## Work to be completed
In full and without alteration, repeat the material.

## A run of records
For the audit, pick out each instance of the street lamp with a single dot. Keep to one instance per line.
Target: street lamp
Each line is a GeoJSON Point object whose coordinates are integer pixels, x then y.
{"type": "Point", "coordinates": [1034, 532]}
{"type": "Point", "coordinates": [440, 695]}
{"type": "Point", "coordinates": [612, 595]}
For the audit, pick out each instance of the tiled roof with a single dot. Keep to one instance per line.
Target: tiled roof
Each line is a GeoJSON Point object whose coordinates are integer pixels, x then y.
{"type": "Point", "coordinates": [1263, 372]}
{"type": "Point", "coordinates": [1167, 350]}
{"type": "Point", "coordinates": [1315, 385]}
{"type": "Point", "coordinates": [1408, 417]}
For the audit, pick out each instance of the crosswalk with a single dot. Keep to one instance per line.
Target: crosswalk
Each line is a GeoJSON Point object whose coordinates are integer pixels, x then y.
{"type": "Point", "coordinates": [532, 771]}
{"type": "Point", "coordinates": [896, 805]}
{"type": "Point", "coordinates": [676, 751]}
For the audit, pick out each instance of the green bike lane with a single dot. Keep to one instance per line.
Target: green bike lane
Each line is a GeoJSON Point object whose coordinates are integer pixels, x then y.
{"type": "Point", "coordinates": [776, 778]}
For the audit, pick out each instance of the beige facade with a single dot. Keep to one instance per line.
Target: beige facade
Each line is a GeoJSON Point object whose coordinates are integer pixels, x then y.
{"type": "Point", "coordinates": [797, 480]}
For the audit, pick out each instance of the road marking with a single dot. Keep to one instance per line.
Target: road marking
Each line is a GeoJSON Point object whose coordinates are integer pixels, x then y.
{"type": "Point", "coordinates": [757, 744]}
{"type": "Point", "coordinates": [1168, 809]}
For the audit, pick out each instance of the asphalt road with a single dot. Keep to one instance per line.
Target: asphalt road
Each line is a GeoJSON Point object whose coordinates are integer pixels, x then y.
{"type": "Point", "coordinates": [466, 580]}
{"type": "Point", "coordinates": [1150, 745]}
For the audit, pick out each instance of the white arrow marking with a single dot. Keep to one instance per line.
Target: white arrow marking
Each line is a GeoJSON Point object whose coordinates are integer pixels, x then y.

## Correct result
For the audit, pick out each instance of the street lamp with a single dot. Keep to one instance per line.
Target: street lamp
Each line is a GeoJSON Point object whose coordinates are integer pixels, x then y.
{"type": "Point", "coordinates": [1034, 532]}
{"type": "Point", "coordinates": [440, 695]}
{"type": "Point", "coordinates": [612, 595]}
For the audit, pick out each instance of the tiled roof with a single dot. Keep to one instance per line.
Target: tiled roof
Each line is a GeoJSON Point object whose coordinates are integer pixels, x then y.
{"type": "Point", "coordinates": [1263, 372]}
{"type": "Point", "coordinates": [1167, 350]}
{"type": "Point", "coordinates": [1315, 385]}
{"type": "Point", "coordinates": [1408, 417]}
For the audit, pick out each instance of the crosswalk with a single dot. Keep to one instance per line.
Target: crosswalk
Each line is a GeoJSON Point object whose coordinates are integer pixels, x then y.
{"type": "Point", "coordinates": [532, 771]}
{"type": "Point", "coordinates": [896, 805]}
{"type": "Point", "coordinates": [676, 751]}
For the audit, pick out each instance of the green bike lane with a single dot. Keep to one instance per line.
Target: green bike lane
Each line is a GeoJSON Point object whose coordinates are integer pixels, x then y.
{"type": "Point", "coordinates": [776, 778]}
For the audit, pick out each instance of the beige facade with a single dot. Keep to one instance per line.
Target: beige facade
Each line is a GeoJSON Point object whose coordinates are integer pixels, x then y.
{"type": "Point", "coordinates": [797, 480]}
For the audit, pick out each instance of the road marking with a single dot. Keep to one instance per line.
Target: road marking
Each line is a GeoJSON Point object whose coordinates are integer pixels, x then y.
{"type": "Point", "coordinates": [757, 744]}
{"type": "Point", "coordinates": [1168, 809]}
For the audit, pick out each instance of the asphalt road with a single dot. Keep to one instance per line.
Target: asphalt road
Each line is a GeoJSON Point object whose coordinates are integer pixels, x then y.
{"type": "Point", "coordinates": [466, 580]}
{"type": "Point", "coordinates": [1150, 745]}
For the audit, pick out each instance of the white arrow marking with a single dot. Keep to one instance per line.
Target: white arrow marking
Each line is a GeoJSON Point object whose coordinates are integer pixels, x then y.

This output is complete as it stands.